## WORK INSTRUCTION:
Output a faithful copy of the entries, every picture removed.

[Opening GIVEN RECORDS section]

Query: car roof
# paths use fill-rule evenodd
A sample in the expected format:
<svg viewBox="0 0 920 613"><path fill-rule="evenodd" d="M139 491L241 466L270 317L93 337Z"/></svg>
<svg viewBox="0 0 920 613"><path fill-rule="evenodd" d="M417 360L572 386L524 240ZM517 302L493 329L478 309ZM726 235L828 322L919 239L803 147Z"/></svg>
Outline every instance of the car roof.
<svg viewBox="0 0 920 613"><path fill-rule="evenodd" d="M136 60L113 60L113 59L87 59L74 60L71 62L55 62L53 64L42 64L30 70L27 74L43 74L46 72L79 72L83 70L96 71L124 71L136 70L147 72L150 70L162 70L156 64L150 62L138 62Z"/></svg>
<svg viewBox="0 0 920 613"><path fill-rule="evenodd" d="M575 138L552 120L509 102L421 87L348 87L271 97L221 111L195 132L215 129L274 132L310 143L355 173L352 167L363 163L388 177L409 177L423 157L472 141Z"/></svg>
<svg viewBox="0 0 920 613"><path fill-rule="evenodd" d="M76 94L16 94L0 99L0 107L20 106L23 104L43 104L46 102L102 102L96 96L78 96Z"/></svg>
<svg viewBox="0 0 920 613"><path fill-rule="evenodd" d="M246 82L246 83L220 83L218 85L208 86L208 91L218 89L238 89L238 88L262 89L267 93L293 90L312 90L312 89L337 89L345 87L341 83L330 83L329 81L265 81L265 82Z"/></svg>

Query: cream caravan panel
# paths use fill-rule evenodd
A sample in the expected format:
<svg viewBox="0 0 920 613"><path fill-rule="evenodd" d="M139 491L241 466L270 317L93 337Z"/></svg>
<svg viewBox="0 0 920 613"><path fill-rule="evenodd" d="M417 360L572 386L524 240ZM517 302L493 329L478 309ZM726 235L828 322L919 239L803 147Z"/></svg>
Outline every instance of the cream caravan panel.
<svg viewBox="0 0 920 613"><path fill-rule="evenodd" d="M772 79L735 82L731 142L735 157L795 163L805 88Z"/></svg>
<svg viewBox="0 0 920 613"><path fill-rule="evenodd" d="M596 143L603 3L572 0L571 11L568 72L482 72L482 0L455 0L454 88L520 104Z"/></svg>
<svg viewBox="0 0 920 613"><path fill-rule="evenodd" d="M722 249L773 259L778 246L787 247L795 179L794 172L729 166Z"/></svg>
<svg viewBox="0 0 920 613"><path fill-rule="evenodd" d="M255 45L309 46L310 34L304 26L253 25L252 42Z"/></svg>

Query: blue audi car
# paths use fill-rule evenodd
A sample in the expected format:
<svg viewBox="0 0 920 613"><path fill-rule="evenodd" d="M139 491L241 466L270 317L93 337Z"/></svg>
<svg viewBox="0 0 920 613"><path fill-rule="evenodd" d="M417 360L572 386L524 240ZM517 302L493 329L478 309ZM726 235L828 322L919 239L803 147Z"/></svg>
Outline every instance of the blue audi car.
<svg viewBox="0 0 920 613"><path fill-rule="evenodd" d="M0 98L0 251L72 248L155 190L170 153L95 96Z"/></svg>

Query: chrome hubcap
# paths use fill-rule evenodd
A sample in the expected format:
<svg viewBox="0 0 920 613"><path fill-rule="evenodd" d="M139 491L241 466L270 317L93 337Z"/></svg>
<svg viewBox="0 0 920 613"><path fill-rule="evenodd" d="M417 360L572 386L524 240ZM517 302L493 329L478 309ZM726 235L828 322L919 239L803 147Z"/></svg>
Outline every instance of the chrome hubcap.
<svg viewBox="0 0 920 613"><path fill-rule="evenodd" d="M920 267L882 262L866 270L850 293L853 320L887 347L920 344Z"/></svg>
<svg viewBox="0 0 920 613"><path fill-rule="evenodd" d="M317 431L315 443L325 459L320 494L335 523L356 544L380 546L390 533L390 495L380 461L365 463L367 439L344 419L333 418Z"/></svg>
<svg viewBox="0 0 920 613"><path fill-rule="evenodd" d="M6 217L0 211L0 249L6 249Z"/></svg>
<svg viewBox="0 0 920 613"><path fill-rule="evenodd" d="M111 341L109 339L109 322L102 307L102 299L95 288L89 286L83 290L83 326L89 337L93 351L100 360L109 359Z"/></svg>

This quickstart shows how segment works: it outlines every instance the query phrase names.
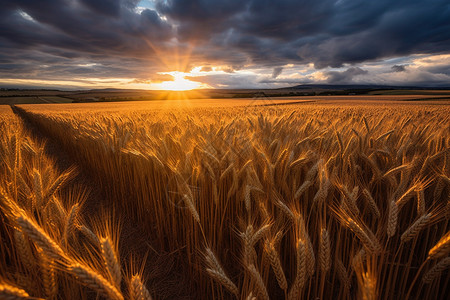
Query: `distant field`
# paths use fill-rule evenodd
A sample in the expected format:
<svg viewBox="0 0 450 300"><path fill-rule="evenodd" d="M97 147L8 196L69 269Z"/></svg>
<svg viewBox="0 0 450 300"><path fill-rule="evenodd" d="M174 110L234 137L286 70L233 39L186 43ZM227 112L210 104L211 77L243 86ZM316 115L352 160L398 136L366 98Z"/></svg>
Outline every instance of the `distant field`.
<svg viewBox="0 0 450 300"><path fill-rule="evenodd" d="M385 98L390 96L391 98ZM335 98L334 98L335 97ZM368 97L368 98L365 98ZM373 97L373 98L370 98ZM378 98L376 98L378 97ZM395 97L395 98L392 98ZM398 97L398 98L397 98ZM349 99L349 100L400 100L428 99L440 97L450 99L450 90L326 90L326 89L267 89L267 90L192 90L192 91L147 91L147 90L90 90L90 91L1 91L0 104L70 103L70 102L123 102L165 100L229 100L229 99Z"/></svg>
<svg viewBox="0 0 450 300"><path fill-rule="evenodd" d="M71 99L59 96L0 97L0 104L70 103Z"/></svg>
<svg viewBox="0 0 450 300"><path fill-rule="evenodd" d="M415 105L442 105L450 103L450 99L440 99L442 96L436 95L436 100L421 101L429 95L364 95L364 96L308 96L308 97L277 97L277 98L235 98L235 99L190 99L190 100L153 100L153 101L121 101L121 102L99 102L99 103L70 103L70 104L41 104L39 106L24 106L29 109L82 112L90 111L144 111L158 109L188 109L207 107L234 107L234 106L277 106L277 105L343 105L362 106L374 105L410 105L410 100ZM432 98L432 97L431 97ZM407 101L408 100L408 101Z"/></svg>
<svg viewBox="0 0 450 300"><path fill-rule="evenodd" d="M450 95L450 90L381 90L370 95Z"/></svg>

[Closing GIVEN RECORDS section]

## EXERCISE ANSWER:
Query: car roof
# paths use fill-rule evenodd
A sample in the expected format:
<svg viewBox="0 0 920 613"><path fill-rule="evenodd" d="M139 491L241 466L270 317L93 337Z"/></svg>
<svg viewBox="0 0 920 613"><path fill-rule="evenodd" d="M417 360L572 386L524 240ZM517 302L493 329L478 309ZM726 235L828 322L919 239L803 147Z"/></svg>
Outline every instance of the car roof.
<svg viewBox="0 0 920 613"><path fill-rule="evenodd" d="M136 60L113 60L113 59L87 59L74 60L71 62L55 62L53 64L42 64L30 70L27 74L43 74L46 72L79 72L83 70L96 71L124 71L136 70L147 72L150 70L162 70L156 64L150 62L138 62Z"/></svg>
<svg viewBox="0 0 920 613"><path fill-rule="evenodd" d="M575 138L552 120L509 102L421 87L348 87L271 97L221 111L195 132L215 129L274 132L310 143L355 173L352 167L363 163L388 177L409 177L423 157L472 141Z"/></svg>
<svg viewBox="0 0 920 613"><path fill-rule="evenodd" d="M76 94L16 94L0 99L0 107L20 106L23 104L43 104L46 102L102 102L96 96L78 96Z"/></svg>
<svg viewBox="0 0 920 613"><path fill-rule="evenodd" d="M246 82L246 83L220 83L218 85L208 86L208 91L218 89L238 89L238 88L262 89L267 93L293 90L312 90L312 89L337 89L345 87L341 83L330 83L329 81L265 81L265 82Z"/></svg>

Query: cream caravan panel
# paths use fill-rule evenodd
A sample in the expected format:
<svg viewBox="0 0 920 613"><path fill-rule="evenodd" d="M139 491L241 466L270 317L93 337Z"/></svg>
<svg viewBox="0 0 920 613"><path fill-rule="evenodd" d="M417 360L572 386L524 240ZM517 302L493 329L478 309ZM726 235L828 322L919 239L803 147Z"/></svg>
Outline every instance of the cream caravan panel.
<svg viewBox="0 0 920 613"><path fill-rule="evenodd" d="M772 79L735 82L731 142L735 157L795 163L805 88Z"/></svg>
<svg viewBox="0 0 920 613"><path fill-rule="evenodd" d="M596 143L603 3L572 0L571 11L568 72L482 72L482 0L455 0L454 88L520 104Z"/></svg>
<svg viewBox="0 0 920 613"><path fill-rule="evenodd" d="M722 249L773 259L778 246L787 247L795 179L794 172L729 166Z"/></svg>
<svg viewBox="0 0 920 613"><path fill-rule="evenodd" d="M255 45L309 46L310 34L304 26L253 25L252 42Z"/></svg>

Query: blue audi car
# paths use fill-rule evenodd
A sample in the expected format:
<svg viewBox="0 0 920 613"><path fill-rule="evenodd" d="M139 491L241 466L270 317L93 337Z"/></svg>
<svg viewBox="0 0 920 613"><path fill-rule="evenodd" d="M417 360L572 386L524 240ZM517 302L493 329L478 309ZM726 235L828 322L919 239L803 147Z"/></svg>
Outline every instance of the blue audi car.
<svg viewBox="0 0 920 613"><path fill-rule="evenodd" d="M0 98L0 251L72 248L155 190L170 153L95 96Z"/></svg>

Query: chrome hubcap
# paths use fill-rule evenodd
A sample in the expected format:
<svg viewBox="0 0 920 613"><path fill-rule="evenodd" d="M139 491L241 466L270 317L93 337Z"/></svg>
<svg viewBox="0 0 920 613"><path fill-rule="evenodd" d="M417 360L572 386L524 240ZM517 302L493 329L478 309ZM726 235L828 322L919 239L803 147Z"/></svg>
Outline every instance of the chrome hubcap.
<svg viewBox="0 0 920 613"><path fill-rule="evenodd" d="M920 267L882 262L866 270L850 293L853 320L887 347L920 344Z"/></svg>
<svg viewBox="0 0 920 613"><path fill-rule="evenodd" d="M317 431L315 443L325 459L320 494L335 523L356 544L380 546L390 533L390 495L380 461L365 463L367 439L344 419L333 418Z"/></svg>
<svg viewBox="0 0 920 613"><path fill-rule="evenodd" d="M6 217L0 211L0 249L6 249Z"/></svg>
<svg viewBox="0 0 920 613"><path fill-rule="evenodd" d="M111 341L109 339L109 322L102 307L102 299L95 288L89 286L83 290L83 326L89 337L93 351L100 360L109 359Z"/></svg>

This quickstart shows how segment works: it outlines every instance the query phrase names.
Query: `distant field`
# paths use fill-rule evenodd
A sample in the expected format:
<svg viewBox="0 0 450 300"><path fill-rule="evenodd" d="M97 147L8 196L69 269Z"/></svg>
<svg viewBox="0 0 450 300"><path fill-rule="evenodd" d="M174 110L234 137L286 70L233 39L186 43ZM227 112L210 104L211 77L243 86ZM316 115L352 160L398 136L366 98Z"/></svg>
Outline every instance of the `distant field`.
<svg viewBox="0 0 450 300"><path fill-rule="evenodd" d="M385 98L390 96L391 98ZM335 98L334 98L335 97ZM368 97L368 98L365 98ZM373 97L373 98L370 98ZM378 98L376 98L378 97ZM395 97L395 98L392 98ZM398 97L398 98L397 98ZM349 99L349 100L400 100L428 99L440 97L450 99L450 90L326 90L326 89L267 89L267 90L192 90L192 91L147 91L147 90L90 90L90 91L1 91L0 104L70 103L70 102L123 102L165 100L229 100L229 99Z"/></svg>
<svg viewBox="0 0 450 300"><path fill-rule="evenodd" d="M71 99L59 96L0 97L0 104L70 103Z"/></svg>
<svg viewBox="0 0 450 300"><path fill-rule="evenodd" d="M415 105L442 105L450 103L450 99L440 99L442 96L436 95L436 100L421 101L429 95L364 95L364 96L308 96L308 97L277 97L277 98L235 98L235 99L190 99L190 100L153 100L153 101L121 101L121 102L99 102L99 103L70 103L70 104L41 104L39 106L24 106L29 109L82 112L90 111L144 111L158 109L188 109L207 107L234 107L234 106L277 106L277 105L343 105L362 106L374 105L410 105L410 100ZM432 98L432 97L431 97ZM407 101L408 100L408 101Z"/></svg>
<svg viewBox="0 0 450 300"><path fill-rule="evenodd" d="M450 95L450 90L381 90L370 95Z"/></svg>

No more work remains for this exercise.